### THE TASK
Output all records exactly, with no images.

### GIVEN DATA

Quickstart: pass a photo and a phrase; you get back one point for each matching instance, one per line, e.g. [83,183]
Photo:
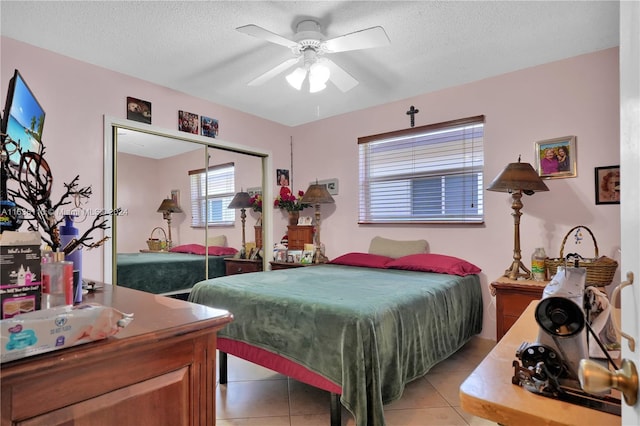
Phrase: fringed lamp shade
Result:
[517,178]
[169,206]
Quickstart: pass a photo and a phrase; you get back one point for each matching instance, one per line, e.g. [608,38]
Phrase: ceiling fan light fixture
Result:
[296,78]
[319,74]
[316,87]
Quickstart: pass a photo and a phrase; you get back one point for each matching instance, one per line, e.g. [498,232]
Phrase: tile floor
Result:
[255,396]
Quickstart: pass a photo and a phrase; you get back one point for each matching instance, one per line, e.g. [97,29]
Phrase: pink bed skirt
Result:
[277,363]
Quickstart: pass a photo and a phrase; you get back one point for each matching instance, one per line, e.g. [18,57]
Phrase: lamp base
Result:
[513,272]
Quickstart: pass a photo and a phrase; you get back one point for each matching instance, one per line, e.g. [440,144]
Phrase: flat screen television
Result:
[23,118]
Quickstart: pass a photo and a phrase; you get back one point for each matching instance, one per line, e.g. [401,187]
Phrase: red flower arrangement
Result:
[289,202]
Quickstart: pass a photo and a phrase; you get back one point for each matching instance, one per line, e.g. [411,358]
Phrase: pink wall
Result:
[577,96]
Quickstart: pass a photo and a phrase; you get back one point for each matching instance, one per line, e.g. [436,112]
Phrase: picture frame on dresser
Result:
[294,256]
[556,158]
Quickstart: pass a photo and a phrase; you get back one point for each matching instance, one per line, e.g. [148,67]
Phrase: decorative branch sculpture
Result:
[30,197]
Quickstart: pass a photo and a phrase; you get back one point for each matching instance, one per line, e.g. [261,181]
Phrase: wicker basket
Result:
[157,244]
[600,270]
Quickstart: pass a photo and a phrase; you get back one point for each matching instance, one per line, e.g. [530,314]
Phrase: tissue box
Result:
[57,328]
[20,281]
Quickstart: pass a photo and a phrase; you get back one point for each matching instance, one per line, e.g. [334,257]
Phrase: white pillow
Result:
[395,248]
[218,241]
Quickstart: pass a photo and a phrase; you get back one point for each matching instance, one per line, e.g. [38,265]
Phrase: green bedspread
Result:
[165,272]
[369,330]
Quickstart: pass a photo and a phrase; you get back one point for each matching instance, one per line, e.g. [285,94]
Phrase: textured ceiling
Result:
[193,47]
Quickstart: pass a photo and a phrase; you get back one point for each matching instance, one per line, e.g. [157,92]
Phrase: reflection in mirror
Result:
[152,171]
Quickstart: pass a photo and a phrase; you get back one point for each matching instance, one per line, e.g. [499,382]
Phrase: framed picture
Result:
[188,122]
[331,184]
[138,110]
[307,257]
[607,185]
[282,177]
[209,126]
[255,190]
[280,255]
[556,158]
[305,221]
[175,196]
[294,256]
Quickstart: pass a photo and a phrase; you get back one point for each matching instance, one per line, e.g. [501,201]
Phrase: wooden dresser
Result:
[241,266]
[512,298]
[159,370]
[298,236]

### RESULT BELOW
Quickstart: pass a photo and a phrase; you get back one point for each matching instance, one per line, e.g. [83,183]
Photo:
Phrase: fringed lamp shade
Result:
[517,178]
[169,206]
Quickstart: pass a photo and a phrase; you get back one point for each matching instance, one per line, e.g. [608,38]
Phrase: ceiling fan light fixture
Result:
[296,78]
[319,74]
[316,87]
Quickstart: pass a photo and a phrase; you get back one point for each matching instance, one per line, e.g. [498,232]
Phrase: tile floor
Result:
[255,396]
Quickstart: pass a photo and a phrase; you get back one point for each matching instance, one per line, e.g. [97,29]
Phrase: pink bed skirt
Result:
[277,363]
Quickstart: pass a photo and a phrase; you get back one point for each matching instance, one per line, e.g. [18,57]
Phrase: lamp base
Result:
[513,272]
Quickstart: pass a photo and a phrase; you get back one point for each matching instance, one per line, e.g. [440,144]
Phrase: flat screen television
Result:
[23,118]
Quickstart: pass a photo and a phrase; you get back one point for each matching instance, one per line, e.g. [401,187]
Phrase: red flower arrangement
Result:
[289,202]
Quickstart: pass a photo and a phrase; you get back one point for each matching instance, one per line, e.g. [411,358]
Phrase: pink wall
Result:
[577,96]
Quickstart: pass a photo and a phrase; you get back one point for each matching instance, one per line, e.g. [436,112]
Phrase: picture frame on dresser
Result:
[294,256]
[556,158]
Quickstart: pass a photo and a phrase; you get back one point for each matching instance, one per line, e.g. [148,67]
Phrase: decorative branch sculpture
Result:
[30,197]
Quickstart: pass a photo and a phrase; you get back one point for each matching instance, one per line, e.g. [261,181]
Phrase: wicker basket
Result:
[157,244]
[600,270]
Quickstart: pass a photo and a phrase; you get back one point for each matching instance, one per line, e.g. [530,314]
Phrase: tissue box
Result:
[57,328]
[20,281]
Quickstart: pass a photo and a phrase; you get back one point for each matching instance, one per line, e.g. [334,257]
Phrase: white pillow
Result:
[395,248]
[218,241]
Quickstart: pass a photo and a phrase; you get back one point for each matching instance, one per line, e.g. [38,265]
Phrase: green bedspread
Result:
[165,272]
[369,330]
Quickstart: pass a photo and a phrase; you get back one point for each matching instance, one per line, e.g. [285,94]
Phrase: textured ceiling
Result:
[193,47]
Quickstart: pass a photo and a phrase; you get back one point for each matching instance, one per line, e.g. [157,92]
Phrase: reflection in mirror
Result:
[152,171]
Quickstart: pass a photo and a phrase; you get back one point for each matching instance, one per line, e.g. [499,382]
Phrase: framed picture
Result:
[188,122]
[331,184]
[138,110]
[307,257]
[607,185]
[282,177]
[209,126]
[255,190]
[280,255]
[556,158]
[305,221]
[175,196]
[294,256]
Quickstart: pass a photo and a phrase; you get back one point for each matching instance, one per line, e.g. [501,201]
Phrase: wooden dresser
Result:
[241,266]
[512,298]
[159,370]
[298,236]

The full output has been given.